## [Aim]
Return every line of the rows below that contains the string "blue", matching case exactly.

* * *

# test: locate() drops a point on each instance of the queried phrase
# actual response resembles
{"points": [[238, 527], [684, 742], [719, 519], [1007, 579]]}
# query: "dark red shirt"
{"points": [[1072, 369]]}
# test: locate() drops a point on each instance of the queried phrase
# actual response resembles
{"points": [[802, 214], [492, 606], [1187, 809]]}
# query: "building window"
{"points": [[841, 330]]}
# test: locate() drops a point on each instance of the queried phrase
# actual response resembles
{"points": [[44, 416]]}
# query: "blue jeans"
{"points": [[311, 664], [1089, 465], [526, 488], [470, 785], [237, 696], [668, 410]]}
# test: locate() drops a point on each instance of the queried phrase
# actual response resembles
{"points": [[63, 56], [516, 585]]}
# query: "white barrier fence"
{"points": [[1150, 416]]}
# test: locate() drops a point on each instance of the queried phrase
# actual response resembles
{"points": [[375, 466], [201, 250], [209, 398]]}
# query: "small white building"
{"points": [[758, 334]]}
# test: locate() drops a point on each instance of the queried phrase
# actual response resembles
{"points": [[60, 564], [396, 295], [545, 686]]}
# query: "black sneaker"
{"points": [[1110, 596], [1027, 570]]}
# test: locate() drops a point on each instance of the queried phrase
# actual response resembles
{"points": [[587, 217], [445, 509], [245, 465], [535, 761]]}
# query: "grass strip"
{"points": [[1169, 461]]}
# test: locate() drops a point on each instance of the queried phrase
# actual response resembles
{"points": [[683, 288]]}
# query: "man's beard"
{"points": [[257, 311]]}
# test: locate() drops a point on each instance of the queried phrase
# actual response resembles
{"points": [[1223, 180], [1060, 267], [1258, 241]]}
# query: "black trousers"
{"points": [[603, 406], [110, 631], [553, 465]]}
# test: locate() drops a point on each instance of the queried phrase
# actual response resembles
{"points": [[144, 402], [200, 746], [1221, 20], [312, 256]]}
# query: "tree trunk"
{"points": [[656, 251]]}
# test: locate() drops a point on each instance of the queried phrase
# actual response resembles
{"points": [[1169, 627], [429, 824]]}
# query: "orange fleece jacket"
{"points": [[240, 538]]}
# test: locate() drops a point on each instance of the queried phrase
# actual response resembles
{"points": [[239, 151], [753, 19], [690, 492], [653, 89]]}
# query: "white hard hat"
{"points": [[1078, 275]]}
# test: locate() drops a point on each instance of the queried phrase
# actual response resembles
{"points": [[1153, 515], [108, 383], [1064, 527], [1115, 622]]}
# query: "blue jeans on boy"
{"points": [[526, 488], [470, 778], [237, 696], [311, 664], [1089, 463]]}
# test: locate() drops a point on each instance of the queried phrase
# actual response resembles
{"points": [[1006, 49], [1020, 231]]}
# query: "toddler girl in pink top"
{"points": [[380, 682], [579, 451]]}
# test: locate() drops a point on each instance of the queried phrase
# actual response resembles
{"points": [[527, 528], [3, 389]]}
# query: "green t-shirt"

* * *

## [Result for this exercise]
# query: "blue jeans"
# query: "blue jeans on boy"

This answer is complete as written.